Top of SUPPLIED MATERIAL

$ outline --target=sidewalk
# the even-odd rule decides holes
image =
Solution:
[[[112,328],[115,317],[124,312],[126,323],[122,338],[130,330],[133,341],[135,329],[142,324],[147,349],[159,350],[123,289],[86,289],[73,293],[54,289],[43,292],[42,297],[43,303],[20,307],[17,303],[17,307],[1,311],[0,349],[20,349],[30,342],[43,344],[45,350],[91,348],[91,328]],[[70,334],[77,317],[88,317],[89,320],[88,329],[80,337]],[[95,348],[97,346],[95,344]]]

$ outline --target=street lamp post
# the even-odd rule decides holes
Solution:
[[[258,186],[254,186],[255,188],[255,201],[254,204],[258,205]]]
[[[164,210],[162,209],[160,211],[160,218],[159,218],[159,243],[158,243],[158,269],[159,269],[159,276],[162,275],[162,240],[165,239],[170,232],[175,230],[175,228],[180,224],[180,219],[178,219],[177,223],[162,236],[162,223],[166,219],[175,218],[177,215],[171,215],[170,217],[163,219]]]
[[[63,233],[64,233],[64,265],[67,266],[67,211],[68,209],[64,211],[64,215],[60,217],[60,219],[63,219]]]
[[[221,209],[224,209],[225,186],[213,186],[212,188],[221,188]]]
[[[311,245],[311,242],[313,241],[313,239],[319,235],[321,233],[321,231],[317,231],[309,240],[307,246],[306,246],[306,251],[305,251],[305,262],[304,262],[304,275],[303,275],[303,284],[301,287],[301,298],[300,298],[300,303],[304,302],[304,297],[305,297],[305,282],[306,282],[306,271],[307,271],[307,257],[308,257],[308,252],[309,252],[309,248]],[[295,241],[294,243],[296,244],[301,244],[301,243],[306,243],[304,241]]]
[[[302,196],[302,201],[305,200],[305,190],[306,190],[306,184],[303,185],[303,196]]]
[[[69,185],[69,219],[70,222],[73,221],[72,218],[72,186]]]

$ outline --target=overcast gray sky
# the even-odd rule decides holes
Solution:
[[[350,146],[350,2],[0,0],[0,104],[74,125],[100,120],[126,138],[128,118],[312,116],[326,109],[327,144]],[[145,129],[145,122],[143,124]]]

Bottom of SUPPLIED MATERIAL

- **INSTRUCTIONS TO FOLLOW**: Please return every line of the listing exactly.

- **SOLVED PROBLEM**:
$ outline --target=sidewalk
# the even-odd rule decides holes
image =
Solution:
[[[112,328],[115,317],[124,312],[126,323],[122,338],[130,330],[133,341],[135,329],[142,324],[147,349],[159,350],[123,289],[86,289],[73,293],[54,289],[43,292],[42,297],[43,303],[20,307],[17,303],[17,307],[1,311],[0,349],[20,349],[30,342],[43,344],[45,350],[91,348],[91,328]],[[70,334],[77,317],[88,317],[89,320],[88,329],[80,337]],[[95,348],[97,346],[95,344]]]

$ outline --target=street lamp post
# the even-odd rule decides holes
Solution:
[[[258,186],[254,186],[255,188],[255,201],[254,204],[258,205]]]
[[[164,210],[162,209],[160,211],[160,218],[159,218],[159,243],[158,243],[158,269],[159,269],[159,276],[162,275],[162,240],[165,239],[170,232],[175,230],[175,228],[180,224],[180,219],[178,219],[177,223],[162,236],[162,223],[166,219],[175,218],[177,215],[171,215],[170,217],[163,219]]]
[[[63,233],[64,233],[64,265],[67,266],[67,211],[68,209],[64,211],[64,215],[60,217],[60,219],[63,219]]]
[[[221,209],[224,209],[225,186],[213,186],[212,188],[221,188]]]
[[[311,245],[311,242],[313,241],[313,239],[319,235],[321,233],[321,231],[317,231],[309,240],[307,246],[306,246],[306,251],[305,251],[305,262],[304,262],[304,275],[303,275],[303,284],[301,287],[301,298],[300,298],[300,303],[304,302],[304,297],[305,297],[305,282],[306,282],[306,271],[307,271],[307,257],[308,257],[308,252],[309,252],[309,248]],[[295,241],[294,243],[296,244],[301,244],[301,243],[306,243],[304,241]]]
[[[302,196],[302,201],[305,200],[305,190],[306,190],[306,184],[303,185],[303,196]]]
[[[69,185],[69,219],[70,222],[73,221],[72,218],[72,186]]]

$ outline --target=overcast gray sky
# the even-odd rule decides holes
Solution:
[[[350,146],[350,2],[0,0],[0,104],[74,125],[100,120],[126,138],[128,118],[312,116],[326,109],[327,144]],[[145,129],[145,122],[143,124]]]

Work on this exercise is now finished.